* Passage for review:
[Start of section]
Today’s controversies regarding the true risk of CI-AKI at CT are to a large extent due to the lack of any randomized controlled studies. Present international guidelines are mainly based on retrospective propensity score-matched controlled studies [2,3,4], which has been regarded as low-grade evidence [68] with an obvious risk for selection bias between the CM and non-CM groups [69, 70]. It has been suggested that a more appropriate approach would be to restrict the analysis to the CM-enhanced CT group and propensity match patients at various relative GFR intervals (e.g., < 30, 30–44, and 45–59 mL/min/1.73 m2) with different CM-dose/GFRABS ratios [69]. However, this requires documentation of CM doses and concentrations, laboratory-reported relative eGFR, and height and weight to calculate BSA and achieve deindexed absolute GFR. Another option would be to prospectively study patients with malignant diseases undergoing regular surveillance with both non-enhanced and CM-enhanced CT and to perform the two phases with a week apart. Then the patient would also be under its own control.

eGFRcystatin C/eGFRcreatinine and glomerular hypofiltration syndromes

Estimation of GFR using both creatinine- and cystatin C–based equations has resulted in an anticipated new set of kidney disorders, selective glomerular hypofiltration syndrome (SGHS) [71] as first suggested by Grubb et al [72]. The syndrome is characterized by a selective reduction in the filtration of medium-sized 5–30-kDa molecules, such as cystatin C (13.3 kDa), compared to the filtration of small molecules < 1 kDa such as creatinine (0.113 kDa). The syndrome has been defined as an eGFRcystatin C/eGFRcreatinine ratio < 0.6 or 0.7 in the absence of extrarenal influences on cystatin C (e.g., moderate or high doses of glucocorticoids) or creatinine (e.g., low muscle mass). SGHS has been associated with a substantial increase in morbidity and mortality including patients with normal mGFR [73] which might be caused by accumulation of atherosclerosis-promoting proteins [74].
[End of section]
* Given records:
[Start of section]
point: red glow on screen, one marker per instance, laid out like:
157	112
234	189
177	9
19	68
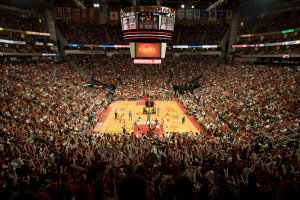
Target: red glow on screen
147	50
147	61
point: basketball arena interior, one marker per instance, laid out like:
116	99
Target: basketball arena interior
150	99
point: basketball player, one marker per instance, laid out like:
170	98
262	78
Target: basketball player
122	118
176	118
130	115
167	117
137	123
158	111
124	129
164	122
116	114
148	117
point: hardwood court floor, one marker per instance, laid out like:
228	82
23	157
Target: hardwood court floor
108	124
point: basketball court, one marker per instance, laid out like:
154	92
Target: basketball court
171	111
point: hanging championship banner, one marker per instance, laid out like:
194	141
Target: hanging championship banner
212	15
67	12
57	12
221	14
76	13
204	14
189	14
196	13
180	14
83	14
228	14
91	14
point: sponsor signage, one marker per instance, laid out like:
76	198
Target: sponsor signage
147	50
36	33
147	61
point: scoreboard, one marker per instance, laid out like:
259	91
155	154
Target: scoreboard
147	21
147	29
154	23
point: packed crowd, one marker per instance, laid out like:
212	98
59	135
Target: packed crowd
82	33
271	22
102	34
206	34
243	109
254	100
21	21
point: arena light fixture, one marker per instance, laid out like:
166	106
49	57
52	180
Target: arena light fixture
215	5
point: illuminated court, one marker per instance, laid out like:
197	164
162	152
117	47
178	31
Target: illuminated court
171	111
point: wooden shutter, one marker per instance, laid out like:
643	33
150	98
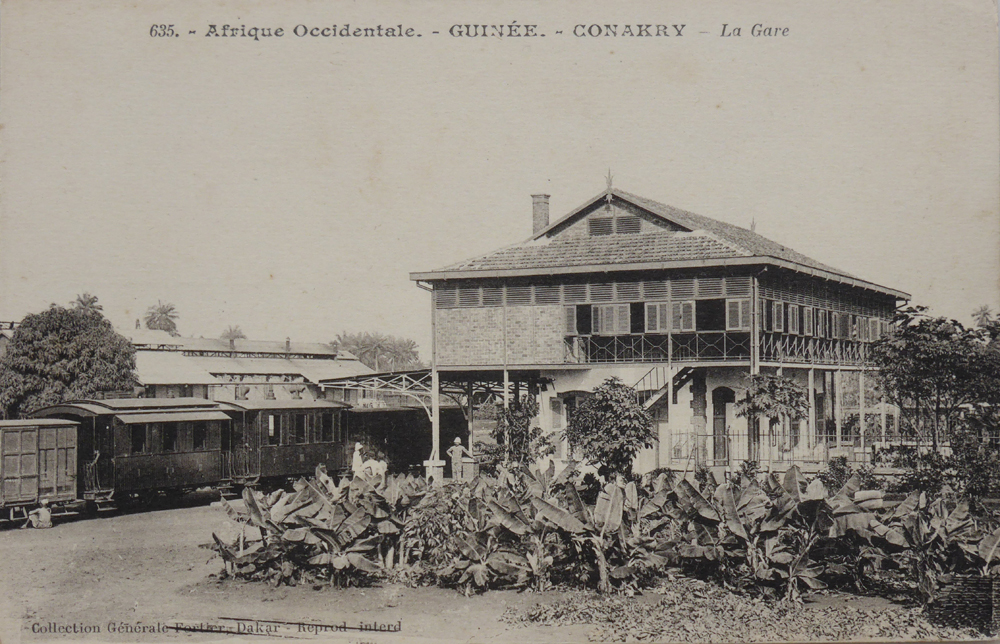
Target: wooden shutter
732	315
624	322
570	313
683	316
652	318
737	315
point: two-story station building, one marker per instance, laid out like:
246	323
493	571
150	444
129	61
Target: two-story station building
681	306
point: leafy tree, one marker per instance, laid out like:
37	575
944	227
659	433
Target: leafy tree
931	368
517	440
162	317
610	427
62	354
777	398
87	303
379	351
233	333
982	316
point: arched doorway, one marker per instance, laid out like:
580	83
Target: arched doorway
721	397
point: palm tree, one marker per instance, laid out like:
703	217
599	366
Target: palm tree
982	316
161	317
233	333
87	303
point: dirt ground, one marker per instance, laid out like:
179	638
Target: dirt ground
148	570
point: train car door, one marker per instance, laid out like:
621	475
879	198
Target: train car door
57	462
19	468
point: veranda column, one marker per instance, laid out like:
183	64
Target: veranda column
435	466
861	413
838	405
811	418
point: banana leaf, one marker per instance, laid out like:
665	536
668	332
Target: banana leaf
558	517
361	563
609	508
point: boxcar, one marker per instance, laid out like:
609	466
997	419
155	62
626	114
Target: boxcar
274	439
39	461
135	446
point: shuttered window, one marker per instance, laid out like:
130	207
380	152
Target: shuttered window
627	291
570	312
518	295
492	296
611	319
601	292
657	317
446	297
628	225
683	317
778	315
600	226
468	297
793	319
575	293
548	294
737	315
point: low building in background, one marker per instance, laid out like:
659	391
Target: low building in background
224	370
[End of section]
[Start of section]
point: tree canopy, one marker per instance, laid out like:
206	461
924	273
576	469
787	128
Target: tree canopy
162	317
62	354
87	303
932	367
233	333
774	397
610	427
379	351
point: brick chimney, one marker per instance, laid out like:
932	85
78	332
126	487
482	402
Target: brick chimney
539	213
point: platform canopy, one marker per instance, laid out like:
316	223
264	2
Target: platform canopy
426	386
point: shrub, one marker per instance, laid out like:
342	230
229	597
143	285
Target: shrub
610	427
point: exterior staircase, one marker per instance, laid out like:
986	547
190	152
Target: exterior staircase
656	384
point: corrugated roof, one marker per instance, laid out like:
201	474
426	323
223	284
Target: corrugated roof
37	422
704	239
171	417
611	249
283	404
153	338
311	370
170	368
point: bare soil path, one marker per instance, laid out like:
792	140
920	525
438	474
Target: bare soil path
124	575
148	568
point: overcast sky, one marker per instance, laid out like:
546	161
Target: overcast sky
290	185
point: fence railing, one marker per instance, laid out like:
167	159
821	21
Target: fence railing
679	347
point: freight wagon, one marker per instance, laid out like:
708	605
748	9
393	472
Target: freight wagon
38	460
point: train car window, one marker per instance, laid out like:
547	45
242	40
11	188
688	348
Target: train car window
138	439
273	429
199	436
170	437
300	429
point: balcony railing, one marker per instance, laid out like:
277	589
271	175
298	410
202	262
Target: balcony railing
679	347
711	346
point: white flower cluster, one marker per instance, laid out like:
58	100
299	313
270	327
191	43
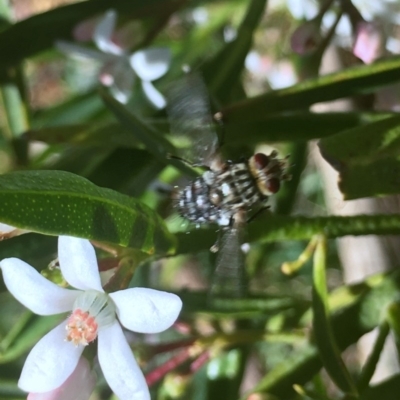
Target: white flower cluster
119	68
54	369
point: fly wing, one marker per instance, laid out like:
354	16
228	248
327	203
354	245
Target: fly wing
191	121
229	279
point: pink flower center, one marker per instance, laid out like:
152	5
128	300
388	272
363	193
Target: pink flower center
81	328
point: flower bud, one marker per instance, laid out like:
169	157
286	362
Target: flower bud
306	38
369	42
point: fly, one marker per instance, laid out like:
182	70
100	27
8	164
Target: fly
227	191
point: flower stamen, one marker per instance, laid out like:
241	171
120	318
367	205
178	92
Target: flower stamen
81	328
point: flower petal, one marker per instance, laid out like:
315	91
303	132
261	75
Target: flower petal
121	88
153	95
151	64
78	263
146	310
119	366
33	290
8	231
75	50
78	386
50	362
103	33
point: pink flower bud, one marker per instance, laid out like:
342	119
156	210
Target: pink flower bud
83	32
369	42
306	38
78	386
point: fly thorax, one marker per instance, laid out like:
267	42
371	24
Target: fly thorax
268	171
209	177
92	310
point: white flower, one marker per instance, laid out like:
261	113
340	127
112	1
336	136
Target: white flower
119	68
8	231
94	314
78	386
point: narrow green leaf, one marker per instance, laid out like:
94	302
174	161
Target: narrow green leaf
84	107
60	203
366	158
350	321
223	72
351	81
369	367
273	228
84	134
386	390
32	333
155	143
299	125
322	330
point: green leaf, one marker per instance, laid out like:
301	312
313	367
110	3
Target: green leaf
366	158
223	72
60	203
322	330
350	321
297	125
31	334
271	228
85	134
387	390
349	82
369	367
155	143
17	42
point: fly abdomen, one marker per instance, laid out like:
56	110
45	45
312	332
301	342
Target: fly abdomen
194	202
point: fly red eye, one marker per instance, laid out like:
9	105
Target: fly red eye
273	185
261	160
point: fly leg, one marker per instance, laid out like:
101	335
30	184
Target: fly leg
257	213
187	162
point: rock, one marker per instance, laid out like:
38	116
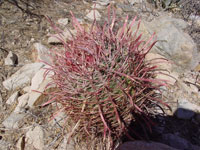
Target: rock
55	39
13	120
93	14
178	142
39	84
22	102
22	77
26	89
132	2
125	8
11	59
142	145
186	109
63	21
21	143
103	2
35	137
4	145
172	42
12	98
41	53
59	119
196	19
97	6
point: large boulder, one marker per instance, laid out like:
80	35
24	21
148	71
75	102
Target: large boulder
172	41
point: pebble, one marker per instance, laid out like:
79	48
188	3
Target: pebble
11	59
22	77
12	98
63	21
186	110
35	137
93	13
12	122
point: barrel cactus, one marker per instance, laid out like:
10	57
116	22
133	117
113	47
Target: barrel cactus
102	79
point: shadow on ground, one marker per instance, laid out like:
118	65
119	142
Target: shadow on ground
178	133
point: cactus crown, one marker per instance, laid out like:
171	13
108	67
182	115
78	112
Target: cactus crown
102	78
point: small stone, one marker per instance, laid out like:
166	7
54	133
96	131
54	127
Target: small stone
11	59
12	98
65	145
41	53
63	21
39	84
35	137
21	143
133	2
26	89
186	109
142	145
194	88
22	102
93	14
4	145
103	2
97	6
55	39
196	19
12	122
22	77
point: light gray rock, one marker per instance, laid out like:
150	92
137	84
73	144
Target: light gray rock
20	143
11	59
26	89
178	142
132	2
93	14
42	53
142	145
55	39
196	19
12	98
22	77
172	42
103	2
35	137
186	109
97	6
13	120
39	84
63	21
[End of section]
* Required work:
#1 In the kidney function passage, edit the part that opens with the words containing "Estimation of GFR" and closes with "atherosclerosis-promoting proteins [74].", replacing "substantial" with "marked".
#2 Proceed with the kidney function passage, starting after its last sentence.

* Per-task outputs:
#1
Estimation of GFR using both creatinine- and cystatin C–based equations has resulted in an anticipated new set of kidney disorders, selective glomerular hypofiltration syndrome (SGHS) [71] as first suggested by Grubb et al [72]. The syndrome is characterized by a selective reduction in the filtration of medium-sized 5–30-kDa molecules, such as cystatin C (13.3 kDa), compared to the filtration of small molecules < 1 kDa such as creatinine (0.113 kDa). The syndrome has been defined as an eGFRcystatin C/eGFRcreatinine ratio < 0.6 or 0.7 in the absence of extrarenal influences on cystatin C (e.g., moderate or high doses of glucocorticoids) or creatinine (e.g., low muscle mass). SGHS has been associated with a marked increase in morbidity and mortality including patients with normal mGFR [73] which might be caused by accumulation of atherosclerosis-promoting proteins [74].

#2
In a recent retrospective study in patients undergoing PCI, multivariate logistic regression analysis indicated that SGHS (eGFRcystatin C/eGFRcreatinine ratio < 0.6) was significantly associated with AKI and had stronger predictive power for AKI than creatinine‐based eGFR [75]. Notably, SGHS was associated with an increased AKI risk irrespective of whether chronic kidney disease (eGFRcreatinine < 60 mL/min/1.73 m2) was present or not.

Take home messages

  1. 1.

    Relative GFR (mL/min/1.73 m2) should be used to assess the GFR category as a sign of the degree of kidney damage and sensitivity for CI-AKI.

  2. 2.

    Absolute GFR (mL/min) is the individual’s actual excretion capacity. It can be used to calculate an upper limit of the total CM dose in relation to this capacity (i.e., the CM-dose/GFRABS ratio) to minimize the risk of CI-AKI depending on the degree of kidney damage.

  3. 3.

    CM-dose/GFRABS ratio is directly related to systemic CM exposure and in turn to toxicity. The total dose should be expressed in grams of iodine and not in mL because CM concentrations have a great variation. A gram-I/GFRABS ratio < 1.0 has been recommended for intra-arterial second-pass renal exposures and may also be adapted for intravenous injections. In patients at risk of CI-AKI, it may be advisable to keep the ratio < 0.5 if possible, without degrading the diagnostic quality. This may be achieved with a low-kilovoltage technique for CT.

  4. 4.

    Estimation of GFR should only use equations based on internationally standardized creatinine or cystatin C assays.

  5. 5.

    Unstable renal function makes accurate estimation of GFR with creatinine- or cystatin C–based equations impossible.

  6. 6.

    Prospective studies are warranted to evaluate the optimal CM-dose/GFRABS ratio to predict CI-AKI at various stages of kidney damage for CT and intra-arterial examinations based on modern GFR estimating equations.

  7. 7.

    Selective glomerular hypofiltration syndrome defined as eGFRcystatin C/eGFRcreatinine < 0.6 may represent a new and more powerful phenotype of renal dysfunction to predict AKI following CM examinations but needs to be confirmed in further trials.